[Task brief]: Report every line of the rows below that contains the word "boat", matching case exactly.

------ Records shown ------

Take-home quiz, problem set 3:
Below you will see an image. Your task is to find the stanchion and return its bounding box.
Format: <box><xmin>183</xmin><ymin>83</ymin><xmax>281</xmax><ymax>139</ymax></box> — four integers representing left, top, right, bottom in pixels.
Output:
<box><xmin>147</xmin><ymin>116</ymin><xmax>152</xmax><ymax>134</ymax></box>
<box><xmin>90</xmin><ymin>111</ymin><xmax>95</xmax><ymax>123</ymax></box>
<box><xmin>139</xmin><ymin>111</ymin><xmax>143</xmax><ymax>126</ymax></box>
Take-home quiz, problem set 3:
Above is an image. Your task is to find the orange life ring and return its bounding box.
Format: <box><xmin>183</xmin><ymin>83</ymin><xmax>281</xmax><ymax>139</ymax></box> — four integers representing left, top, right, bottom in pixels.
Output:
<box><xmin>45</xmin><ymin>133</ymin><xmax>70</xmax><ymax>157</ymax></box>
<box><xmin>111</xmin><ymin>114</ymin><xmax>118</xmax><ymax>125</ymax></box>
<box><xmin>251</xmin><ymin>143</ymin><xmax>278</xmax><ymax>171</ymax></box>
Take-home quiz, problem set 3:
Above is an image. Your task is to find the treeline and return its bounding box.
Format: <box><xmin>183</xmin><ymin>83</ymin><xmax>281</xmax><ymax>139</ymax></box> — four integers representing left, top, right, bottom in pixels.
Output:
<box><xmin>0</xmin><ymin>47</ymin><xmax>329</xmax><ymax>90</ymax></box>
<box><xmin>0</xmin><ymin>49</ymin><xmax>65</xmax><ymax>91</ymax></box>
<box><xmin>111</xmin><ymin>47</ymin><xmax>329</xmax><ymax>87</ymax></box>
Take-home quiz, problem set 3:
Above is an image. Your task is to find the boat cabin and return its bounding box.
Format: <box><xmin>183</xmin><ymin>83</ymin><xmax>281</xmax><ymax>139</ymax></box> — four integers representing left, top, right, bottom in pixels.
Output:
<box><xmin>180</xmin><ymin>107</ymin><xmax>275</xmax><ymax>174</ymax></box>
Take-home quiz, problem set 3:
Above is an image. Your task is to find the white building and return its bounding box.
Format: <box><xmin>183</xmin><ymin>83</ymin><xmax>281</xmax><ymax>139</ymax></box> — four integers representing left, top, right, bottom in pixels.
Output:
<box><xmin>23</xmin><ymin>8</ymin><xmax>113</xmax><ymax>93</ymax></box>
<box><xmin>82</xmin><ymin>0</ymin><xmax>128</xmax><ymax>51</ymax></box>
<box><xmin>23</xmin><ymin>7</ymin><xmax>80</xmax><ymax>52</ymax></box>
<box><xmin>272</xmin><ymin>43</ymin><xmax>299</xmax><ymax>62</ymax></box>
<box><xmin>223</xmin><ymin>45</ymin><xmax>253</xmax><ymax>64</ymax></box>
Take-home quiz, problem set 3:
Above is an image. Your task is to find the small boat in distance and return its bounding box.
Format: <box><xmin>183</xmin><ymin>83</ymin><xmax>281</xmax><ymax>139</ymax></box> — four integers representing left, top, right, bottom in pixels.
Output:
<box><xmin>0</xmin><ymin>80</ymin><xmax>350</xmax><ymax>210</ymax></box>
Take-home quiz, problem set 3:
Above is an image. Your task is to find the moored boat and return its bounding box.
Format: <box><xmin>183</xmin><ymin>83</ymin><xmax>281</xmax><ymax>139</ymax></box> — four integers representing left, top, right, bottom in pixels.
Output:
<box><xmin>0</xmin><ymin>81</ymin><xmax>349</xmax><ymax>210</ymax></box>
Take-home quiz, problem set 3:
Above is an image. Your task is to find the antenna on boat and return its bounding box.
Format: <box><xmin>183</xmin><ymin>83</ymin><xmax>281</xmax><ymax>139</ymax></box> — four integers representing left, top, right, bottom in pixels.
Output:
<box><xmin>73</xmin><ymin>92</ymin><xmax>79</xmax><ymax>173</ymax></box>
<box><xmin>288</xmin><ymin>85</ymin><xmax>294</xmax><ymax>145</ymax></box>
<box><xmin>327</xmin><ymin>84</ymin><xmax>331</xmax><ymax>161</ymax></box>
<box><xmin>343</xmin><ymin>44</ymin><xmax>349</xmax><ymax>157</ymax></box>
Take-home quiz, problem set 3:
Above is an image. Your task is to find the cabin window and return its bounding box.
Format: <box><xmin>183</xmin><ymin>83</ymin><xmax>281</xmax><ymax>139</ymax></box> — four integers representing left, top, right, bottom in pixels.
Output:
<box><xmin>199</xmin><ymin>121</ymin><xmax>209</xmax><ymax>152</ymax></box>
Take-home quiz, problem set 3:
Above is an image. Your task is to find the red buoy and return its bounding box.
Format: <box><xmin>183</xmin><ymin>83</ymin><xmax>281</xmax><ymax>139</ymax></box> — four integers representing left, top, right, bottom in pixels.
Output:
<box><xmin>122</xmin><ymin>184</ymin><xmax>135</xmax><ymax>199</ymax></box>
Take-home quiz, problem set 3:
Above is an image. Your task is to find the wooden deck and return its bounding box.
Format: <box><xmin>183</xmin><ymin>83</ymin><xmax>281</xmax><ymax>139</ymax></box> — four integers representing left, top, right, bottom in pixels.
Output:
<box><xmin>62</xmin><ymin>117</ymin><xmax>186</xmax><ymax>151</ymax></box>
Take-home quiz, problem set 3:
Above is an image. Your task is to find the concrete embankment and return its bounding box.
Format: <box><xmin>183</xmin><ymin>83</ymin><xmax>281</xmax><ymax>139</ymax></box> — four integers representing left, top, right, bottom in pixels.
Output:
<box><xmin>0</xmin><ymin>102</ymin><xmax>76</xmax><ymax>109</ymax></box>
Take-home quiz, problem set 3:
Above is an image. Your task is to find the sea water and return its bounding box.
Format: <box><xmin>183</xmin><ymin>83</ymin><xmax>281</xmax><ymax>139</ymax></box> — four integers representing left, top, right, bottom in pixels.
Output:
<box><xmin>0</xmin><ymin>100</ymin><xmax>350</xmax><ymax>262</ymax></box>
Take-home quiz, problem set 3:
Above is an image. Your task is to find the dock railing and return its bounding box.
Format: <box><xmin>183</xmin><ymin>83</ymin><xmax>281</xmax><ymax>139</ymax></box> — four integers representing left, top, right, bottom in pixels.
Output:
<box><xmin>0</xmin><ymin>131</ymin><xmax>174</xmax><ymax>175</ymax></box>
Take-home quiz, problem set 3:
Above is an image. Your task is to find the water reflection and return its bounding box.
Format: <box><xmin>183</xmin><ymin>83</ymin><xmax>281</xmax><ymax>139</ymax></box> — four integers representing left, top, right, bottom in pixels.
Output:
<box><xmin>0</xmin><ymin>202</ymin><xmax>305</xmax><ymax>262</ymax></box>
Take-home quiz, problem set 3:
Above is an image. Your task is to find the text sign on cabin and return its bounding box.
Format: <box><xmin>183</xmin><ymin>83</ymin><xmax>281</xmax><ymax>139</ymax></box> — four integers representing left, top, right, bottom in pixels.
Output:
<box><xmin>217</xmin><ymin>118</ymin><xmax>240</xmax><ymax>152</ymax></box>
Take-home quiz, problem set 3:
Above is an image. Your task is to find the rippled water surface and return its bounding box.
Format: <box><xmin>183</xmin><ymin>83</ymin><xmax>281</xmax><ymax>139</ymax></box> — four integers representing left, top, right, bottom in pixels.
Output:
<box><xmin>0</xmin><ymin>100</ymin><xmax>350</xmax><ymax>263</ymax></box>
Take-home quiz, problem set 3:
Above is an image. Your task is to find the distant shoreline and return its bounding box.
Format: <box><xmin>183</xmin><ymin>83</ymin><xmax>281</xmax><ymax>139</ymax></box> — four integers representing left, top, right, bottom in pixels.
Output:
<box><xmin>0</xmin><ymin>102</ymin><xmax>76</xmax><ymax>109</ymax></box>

------

[Response for this exercise]:
Above is an image. Your task is to find the boat cabin and return its bounding box.
Above is an image. Your task is to find the small boat in distance and return its bounding box.
Above is an image. Your task is to find the moored boat and return its bounding box.
Above is an image. Your task is to find the antenna on boat and return its bounding box.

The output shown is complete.